| PROVIDED RECORDS |
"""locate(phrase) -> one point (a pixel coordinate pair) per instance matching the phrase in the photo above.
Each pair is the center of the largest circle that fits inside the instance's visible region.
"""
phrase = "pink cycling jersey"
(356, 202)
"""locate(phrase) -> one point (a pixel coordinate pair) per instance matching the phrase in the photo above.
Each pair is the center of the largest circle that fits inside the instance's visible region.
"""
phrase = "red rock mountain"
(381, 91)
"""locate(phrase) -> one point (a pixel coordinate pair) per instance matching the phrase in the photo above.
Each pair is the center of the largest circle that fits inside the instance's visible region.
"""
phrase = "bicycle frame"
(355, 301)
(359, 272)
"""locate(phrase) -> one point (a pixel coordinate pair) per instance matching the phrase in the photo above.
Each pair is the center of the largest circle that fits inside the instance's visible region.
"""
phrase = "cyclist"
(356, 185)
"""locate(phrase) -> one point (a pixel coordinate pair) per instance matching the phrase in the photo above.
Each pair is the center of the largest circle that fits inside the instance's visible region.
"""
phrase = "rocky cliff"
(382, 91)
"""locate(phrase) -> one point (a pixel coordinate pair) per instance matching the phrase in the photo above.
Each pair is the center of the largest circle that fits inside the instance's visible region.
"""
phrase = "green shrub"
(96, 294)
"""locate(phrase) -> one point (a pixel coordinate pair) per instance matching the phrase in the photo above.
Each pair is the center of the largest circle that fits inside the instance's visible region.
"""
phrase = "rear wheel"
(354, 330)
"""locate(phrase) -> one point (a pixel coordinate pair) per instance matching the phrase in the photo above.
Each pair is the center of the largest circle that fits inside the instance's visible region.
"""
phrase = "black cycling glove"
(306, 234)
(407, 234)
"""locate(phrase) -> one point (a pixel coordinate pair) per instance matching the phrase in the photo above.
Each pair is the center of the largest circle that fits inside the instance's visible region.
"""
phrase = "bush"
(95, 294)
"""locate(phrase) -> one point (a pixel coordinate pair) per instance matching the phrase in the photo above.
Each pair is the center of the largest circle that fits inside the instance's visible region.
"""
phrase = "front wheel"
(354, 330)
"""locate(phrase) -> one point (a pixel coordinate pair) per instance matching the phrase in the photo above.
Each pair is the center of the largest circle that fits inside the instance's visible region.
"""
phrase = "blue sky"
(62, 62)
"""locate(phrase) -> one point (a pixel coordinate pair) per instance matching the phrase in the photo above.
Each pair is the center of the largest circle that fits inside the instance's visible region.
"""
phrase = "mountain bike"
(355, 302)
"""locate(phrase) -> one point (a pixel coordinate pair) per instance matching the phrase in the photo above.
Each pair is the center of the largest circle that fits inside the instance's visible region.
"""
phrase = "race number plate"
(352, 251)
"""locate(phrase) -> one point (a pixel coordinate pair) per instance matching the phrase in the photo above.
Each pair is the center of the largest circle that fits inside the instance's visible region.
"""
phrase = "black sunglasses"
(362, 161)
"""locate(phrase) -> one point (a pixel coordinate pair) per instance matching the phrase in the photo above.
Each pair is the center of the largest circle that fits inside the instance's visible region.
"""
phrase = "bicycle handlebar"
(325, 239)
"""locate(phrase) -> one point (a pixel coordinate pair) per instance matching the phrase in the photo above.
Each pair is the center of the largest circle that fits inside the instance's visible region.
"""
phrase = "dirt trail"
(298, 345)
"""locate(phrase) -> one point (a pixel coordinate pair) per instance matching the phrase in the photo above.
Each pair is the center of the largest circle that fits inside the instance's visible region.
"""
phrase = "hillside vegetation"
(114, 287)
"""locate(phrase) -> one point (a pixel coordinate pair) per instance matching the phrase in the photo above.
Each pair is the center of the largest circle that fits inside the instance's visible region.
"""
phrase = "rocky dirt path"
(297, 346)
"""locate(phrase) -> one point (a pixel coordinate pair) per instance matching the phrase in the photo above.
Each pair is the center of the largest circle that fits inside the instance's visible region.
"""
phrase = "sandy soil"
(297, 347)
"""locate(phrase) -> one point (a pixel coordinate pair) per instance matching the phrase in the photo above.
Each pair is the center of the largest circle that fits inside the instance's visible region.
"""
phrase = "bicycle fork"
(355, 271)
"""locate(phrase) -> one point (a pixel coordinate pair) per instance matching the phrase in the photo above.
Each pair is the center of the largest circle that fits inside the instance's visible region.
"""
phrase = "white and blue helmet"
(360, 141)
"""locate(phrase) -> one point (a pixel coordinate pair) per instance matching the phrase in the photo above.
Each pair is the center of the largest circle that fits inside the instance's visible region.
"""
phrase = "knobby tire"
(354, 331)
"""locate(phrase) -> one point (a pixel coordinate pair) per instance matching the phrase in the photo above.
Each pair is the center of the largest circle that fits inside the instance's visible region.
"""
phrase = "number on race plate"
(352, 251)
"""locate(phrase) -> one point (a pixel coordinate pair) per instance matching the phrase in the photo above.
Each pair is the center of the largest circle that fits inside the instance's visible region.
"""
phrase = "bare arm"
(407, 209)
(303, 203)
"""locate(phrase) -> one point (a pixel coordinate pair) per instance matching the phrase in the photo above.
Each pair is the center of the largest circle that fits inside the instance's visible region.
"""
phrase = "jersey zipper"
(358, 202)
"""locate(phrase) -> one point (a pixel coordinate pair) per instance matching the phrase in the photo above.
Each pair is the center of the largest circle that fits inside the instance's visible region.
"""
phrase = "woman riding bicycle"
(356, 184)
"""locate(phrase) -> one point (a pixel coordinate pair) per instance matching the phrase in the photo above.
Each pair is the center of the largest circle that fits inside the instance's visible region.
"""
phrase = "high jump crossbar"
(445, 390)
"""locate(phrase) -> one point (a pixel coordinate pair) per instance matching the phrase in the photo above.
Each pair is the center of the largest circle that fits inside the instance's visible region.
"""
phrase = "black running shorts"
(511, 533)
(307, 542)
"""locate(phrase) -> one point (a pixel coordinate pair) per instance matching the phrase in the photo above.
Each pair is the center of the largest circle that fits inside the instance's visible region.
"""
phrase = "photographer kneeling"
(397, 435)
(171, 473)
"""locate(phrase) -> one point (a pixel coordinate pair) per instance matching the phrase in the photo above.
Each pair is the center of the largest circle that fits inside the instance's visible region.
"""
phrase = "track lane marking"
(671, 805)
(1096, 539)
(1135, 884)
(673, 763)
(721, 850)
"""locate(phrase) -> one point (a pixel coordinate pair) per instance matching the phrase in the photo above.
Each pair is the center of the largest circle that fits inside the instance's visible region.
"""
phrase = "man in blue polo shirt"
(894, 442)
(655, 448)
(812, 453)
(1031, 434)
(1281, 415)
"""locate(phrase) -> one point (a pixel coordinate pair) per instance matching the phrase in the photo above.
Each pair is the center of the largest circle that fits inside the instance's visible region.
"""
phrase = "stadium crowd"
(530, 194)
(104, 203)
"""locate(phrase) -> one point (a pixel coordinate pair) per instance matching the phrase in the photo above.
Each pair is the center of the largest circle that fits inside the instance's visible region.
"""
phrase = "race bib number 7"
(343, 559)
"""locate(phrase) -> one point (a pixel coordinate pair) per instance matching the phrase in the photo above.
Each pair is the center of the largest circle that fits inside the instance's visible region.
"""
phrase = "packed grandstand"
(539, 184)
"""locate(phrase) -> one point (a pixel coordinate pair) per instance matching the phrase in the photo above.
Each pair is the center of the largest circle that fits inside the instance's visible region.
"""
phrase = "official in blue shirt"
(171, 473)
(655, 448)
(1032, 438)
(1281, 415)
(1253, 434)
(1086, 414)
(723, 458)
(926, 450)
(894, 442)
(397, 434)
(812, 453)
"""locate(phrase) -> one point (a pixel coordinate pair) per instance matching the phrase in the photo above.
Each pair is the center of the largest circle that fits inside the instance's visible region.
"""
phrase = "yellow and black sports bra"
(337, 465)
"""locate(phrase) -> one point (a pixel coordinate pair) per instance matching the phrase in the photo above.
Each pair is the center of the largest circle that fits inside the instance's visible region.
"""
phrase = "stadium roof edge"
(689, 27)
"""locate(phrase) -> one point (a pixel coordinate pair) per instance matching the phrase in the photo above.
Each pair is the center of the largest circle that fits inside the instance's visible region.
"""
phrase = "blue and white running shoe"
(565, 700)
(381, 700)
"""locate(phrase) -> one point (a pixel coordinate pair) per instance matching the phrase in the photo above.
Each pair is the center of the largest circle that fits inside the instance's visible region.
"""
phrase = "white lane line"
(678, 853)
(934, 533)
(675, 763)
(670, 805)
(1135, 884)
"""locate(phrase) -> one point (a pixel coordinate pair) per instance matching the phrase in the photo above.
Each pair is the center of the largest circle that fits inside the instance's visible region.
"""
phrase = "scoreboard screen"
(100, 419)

| WHAT NEEDS TO BE DONE |
Report every line in the entries above that contains the word "black".

| CORRECT RESULT |
phrase = "black cycling glove"
phrase = "black sunglasses"
phrase = "black running shorts"
phrase = "yellow and black sports bra"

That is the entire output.